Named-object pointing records

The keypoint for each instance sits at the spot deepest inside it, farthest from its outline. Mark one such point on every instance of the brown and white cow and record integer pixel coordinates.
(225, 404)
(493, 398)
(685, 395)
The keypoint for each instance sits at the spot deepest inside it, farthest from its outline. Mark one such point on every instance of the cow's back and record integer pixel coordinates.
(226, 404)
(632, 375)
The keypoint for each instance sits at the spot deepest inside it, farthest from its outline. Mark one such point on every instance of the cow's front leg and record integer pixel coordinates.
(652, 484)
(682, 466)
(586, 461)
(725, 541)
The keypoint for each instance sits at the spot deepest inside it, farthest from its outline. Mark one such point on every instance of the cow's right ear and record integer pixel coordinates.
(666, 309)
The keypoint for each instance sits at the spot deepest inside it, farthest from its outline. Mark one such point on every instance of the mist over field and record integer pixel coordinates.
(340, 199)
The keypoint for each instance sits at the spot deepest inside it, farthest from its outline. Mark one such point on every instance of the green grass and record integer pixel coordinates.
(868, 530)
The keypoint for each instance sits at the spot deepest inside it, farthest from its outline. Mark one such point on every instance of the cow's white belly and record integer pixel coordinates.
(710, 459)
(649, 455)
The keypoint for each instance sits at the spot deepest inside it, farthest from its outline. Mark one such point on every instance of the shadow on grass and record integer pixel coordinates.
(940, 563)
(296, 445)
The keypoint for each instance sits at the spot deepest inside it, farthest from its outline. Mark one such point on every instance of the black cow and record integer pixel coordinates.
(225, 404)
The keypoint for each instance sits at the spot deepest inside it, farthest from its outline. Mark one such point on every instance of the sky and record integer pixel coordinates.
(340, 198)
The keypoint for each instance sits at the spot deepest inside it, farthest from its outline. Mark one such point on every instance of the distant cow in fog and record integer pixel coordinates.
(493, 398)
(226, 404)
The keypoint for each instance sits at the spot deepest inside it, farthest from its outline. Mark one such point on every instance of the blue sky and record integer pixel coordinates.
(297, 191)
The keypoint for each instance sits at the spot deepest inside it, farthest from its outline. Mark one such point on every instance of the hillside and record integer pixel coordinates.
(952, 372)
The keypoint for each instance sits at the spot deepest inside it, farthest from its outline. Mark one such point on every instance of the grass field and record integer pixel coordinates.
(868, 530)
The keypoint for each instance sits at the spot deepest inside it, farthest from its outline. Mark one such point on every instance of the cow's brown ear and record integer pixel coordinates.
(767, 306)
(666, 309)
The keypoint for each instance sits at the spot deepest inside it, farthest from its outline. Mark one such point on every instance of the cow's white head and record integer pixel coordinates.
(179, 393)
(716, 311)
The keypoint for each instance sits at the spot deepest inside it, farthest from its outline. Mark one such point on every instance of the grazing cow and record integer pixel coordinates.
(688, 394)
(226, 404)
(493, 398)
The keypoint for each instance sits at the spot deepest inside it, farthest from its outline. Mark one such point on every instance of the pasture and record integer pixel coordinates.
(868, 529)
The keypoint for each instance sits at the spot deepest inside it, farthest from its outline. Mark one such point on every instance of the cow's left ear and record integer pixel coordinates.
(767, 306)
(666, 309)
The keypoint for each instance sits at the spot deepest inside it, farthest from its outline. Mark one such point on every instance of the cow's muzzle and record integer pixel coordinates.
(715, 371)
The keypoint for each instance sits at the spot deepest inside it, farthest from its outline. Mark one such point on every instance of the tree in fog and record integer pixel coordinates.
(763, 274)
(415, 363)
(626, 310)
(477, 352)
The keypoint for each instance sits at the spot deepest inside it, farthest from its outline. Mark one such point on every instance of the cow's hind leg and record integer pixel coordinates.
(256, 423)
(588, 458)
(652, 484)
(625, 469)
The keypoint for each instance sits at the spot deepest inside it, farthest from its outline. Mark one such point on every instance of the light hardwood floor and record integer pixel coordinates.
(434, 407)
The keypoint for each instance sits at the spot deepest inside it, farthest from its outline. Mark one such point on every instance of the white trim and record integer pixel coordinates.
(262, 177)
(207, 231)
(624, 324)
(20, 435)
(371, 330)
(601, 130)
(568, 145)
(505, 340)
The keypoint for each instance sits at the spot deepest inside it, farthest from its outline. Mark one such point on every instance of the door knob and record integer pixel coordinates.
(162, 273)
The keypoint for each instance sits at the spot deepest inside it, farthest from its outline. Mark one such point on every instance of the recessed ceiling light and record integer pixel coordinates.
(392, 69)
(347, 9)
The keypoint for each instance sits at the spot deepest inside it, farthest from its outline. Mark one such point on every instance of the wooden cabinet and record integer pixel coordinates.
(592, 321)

- [Aim of the exercise] Copy out the data above word for word, from the line containing "left ear and record integer pixel coordinates." through the last line, with both ends included.

- [Exercise result]
The keypoint for each instance sits at the spot deepest inside it, farthest from its outline. Mark one such point on every instance of the cow's left ear and record integer pixel coordinates.
(767, 306)
(666, 309)
The keypoint for each instance sits at the spot deepest inside it, farthest from its outline. Mark one such point on every instance of the cow's muzzle and record integer pixel coordinates.
(715, 371)
The keypoint for each instance sits at the spot deepest inside it, farthest from its outline. Mark one such point on every instance of the tree in fog and record integer pixel coordinates.
(763, 274)
(415, 363)
(626, 310)
(477, 352)
The keypoint for each instance sits at the spot deepest inside it, farthest from its outline. Mark one such point on every instance of the cow's hind leg and record integer pixel coordinates.
(256, 423)
(588, 458)
(652, 484)
(625, 469)
The keypoint for each instance sits at the spot deepest inside it, farthest from its outline. Mark one such point on every instance of the light hardwood floor and record integer pixel coordinates.
(434, 407)
The keypoint for each instance sits at the spot deepest inside it, farthest from its outline. Mark one such point on every instance of the white trim and record integer pixel coordinates.
(262, 177)
(207, 231)
(624, 324)
(20, 435)
(371, 330)
(601, 130)
(568, 145)
(505, 340)
The keypoint for each instance sits at the spot deepest inside it, farthest from its outline. Mark one such point on every instance of the door knob and record integer pixel coordinates.
(162, 273)
The keypoint for each instance sits at the spot deepest inside it, farthest from its outline. Mark one such point on every instance of the recessed ceiling light and record integer pixel coordinates.
(392, 69)
(347, 9)
The keypoint for each instance sits at the spot deepest inside it, farthest from its outline. Mark one such point on every instance of the wooden cabinet and record integer pixel coordinates.
(592, 321)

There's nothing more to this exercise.